# Problem description:
All of the material below is to be returned exactly.

(Labeled shape records)
****

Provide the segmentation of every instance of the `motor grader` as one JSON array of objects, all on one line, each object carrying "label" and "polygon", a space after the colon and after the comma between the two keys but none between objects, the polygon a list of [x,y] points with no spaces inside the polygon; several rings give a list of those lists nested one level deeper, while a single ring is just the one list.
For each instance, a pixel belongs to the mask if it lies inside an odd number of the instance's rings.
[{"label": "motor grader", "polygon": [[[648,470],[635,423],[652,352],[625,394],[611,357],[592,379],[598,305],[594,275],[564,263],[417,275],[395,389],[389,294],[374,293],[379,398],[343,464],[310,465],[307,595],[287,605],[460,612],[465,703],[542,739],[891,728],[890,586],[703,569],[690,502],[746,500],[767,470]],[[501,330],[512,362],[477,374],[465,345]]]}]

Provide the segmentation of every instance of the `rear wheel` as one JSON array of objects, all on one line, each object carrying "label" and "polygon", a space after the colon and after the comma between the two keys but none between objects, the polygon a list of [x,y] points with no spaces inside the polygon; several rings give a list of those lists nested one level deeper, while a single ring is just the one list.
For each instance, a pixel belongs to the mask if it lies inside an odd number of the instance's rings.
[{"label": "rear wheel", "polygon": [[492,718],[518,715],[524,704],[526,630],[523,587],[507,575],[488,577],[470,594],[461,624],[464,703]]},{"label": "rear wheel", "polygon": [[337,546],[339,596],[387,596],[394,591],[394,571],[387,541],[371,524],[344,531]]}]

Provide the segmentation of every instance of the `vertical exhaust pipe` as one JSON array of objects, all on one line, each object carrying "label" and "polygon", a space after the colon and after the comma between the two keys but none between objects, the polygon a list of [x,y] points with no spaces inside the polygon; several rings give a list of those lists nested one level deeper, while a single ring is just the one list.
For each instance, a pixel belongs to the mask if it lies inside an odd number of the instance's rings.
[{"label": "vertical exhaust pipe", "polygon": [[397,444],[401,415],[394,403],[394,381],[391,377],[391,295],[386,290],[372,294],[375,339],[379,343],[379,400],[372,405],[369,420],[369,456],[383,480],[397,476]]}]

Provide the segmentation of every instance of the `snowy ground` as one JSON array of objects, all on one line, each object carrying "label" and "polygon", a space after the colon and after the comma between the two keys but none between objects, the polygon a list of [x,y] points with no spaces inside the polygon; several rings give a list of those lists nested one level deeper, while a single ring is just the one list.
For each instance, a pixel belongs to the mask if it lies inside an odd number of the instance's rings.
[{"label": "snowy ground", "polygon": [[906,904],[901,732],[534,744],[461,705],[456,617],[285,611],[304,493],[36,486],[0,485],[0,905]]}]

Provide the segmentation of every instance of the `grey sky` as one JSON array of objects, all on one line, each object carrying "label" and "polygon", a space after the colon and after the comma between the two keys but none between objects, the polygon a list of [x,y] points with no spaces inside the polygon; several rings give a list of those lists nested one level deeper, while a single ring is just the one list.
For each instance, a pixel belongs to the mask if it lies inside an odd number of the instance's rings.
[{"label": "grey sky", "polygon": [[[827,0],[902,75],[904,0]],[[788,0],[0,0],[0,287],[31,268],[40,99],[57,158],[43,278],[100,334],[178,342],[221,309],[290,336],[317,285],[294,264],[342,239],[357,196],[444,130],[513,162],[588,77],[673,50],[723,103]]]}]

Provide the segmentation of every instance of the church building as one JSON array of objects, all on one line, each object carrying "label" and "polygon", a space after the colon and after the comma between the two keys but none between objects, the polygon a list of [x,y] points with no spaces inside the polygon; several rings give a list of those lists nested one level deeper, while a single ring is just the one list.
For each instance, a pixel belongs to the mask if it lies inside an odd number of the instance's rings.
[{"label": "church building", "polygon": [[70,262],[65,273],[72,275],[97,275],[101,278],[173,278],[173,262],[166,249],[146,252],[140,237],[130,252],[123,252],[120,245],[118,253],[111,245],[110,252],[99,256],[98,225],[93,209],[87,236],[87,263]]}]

****

# Completed exercise:
Provide the segmentation of every instance of the `motor grader` as one JSON array of objects, all on one line, each object carrying "label" and "polygon", a space after the colon and after the comma between the two keys but none between objects, the polygon a list of [x,y] points with no spaces inside the polygon; several rings give a list of those lists nested one level deeper, while a single ring is just the one list.
For each instance, a pixel belongs to the mask if it lies inside an odd number of the instance's rings.
[{"label": "motor grader", "polygon": [[[648,470],[635,423],[652,352],[625,394],[611,357],[592,379],[598,305],[594,275],[564,263],[417,275],[395,389],[389,294],[374,293],[379,398],[343,464],[310,465],[307,595],[287,605],[460,612],[465,703],[542,739],[891,728],[890,586],[703,569],[690,502],[746,500],[767,470]],[[501,330],[512,362],[477,374],[465,345]]]}]

Provide the segmentation of every instance of the `rear wheel` as one JSON array of objects, all on one line, each object carrying "label" and "polygon", a space after the colon and after the comma between the two keys but none between objects, the polygon a list of [x,y] points with no spaces inside the polygon; several rings give a list of those lists nested one level deeper, while a single ring is just the one list.
For each instance, a pixel belongs to the mask if it lies inside an odd number of the instance's rings.
[{"label": "rear wheel", "polygon": [[492,718],[518,715],[524,704],[526,630],[523,587],[507,575],[488,577],[470,594],[461,624],[464,703]]},{"label": "rear wheel", "polygon": [[337,546],[339,596],[387,596],[394,591],[394,571],[387,541],[371,524],[344,531]]}]

Provide the segmentation of every instance of the `vertical exhaust pipe` as one JSON array of objects, all on one line, each object carrying "label" and "polygon", a space after the colon and after the comma between the two keys but none between objects, the polygon a list of [x,y] points with no spaces inside the polygon; several rings give a list of those lists nested one level deeper, while a single ring is just the one list.
For each instance, a pixel belongs to the mask if it lies inside an odd number of the instance's rings.
[{"label": "vertical exhaust pipe", "polygon": [[397,444],[401,415],[394,403],[394,381],[391,377],[391,295],[386,290],[372,294],[375,339],[379,343],[379,400],[372,405],[369,420],[369,456],[383,480],[397,476]]}]

Provide the segmentation of every instance of the `snowy ground` as one JSON array of objects, all on one line, each object carrying "label" and "polygon", a space after the colon and after the comma between the two keys but none between objects, the polygon a list of [x,y] points with no spaces inside the polygon; several rings give a list of those lists nested one level deeper, while a single ring is just the one list.
For each instance, a pixel belongs to the mask if it lies inside an odd number of the instance's rings.
[{"label": "snowy ground", "polygon": [[906,904],[901,732],[534,744],[461,705],[456,617],[285,611],[304,493],[36,486],[0,485],[0,905]]}]

Provide the segmentation of every instance of the `grey sky` as one JSON array of objects, all on one line, each object carrying "label" and "polygon", a space after the colon and after the comma between the two keys but none between objects, the polygon a list of [x,y] points with no spaces inside the polygon; several rings give a list of those lists nested one level deeper, while a single ring is just the one list.
For each instance, a pixel belongs to the mask if it lies inside an odd number of the instance's rings.
[{"label": "grey sky", "polygon": [[[827,0],[902,75],[904,0]],[[788,0],[0,0],[0,287],[31,268],[40,99],[57,158],[43,278],[100,334],[178,342],[221,309],[290,336],[317,285],[294,264],[342,239],[357,196],[444,130],[513,162],[588,77],[673,50],[723,103]]]}]

Provide the segmentation of every instance of the church building as one JSON array of objects, all on one line, each object carrying "label" and "polygon", a space after the colon and after the comma between the two keys but none between objects, the polygon a list of [x,y] points with no spaces inside the polygon; several rings give a list of those lists nested one level deeper, while a single ring is just the one list.
For each instance, a pixel belongs to the mask if it lies inside an odd number of the instance's rings.
[{"label": "church building", "polygon": [[70,262],[65,273],[72,275],[97,275],[101,278],[173,278],[173,262],[166,249],[146,252],[140,237],[130,252],[123,252],[120,245],[118,253],[111,245],[110,252],[99,256],[98,225],[93,209],[87,236],[87,263]]}]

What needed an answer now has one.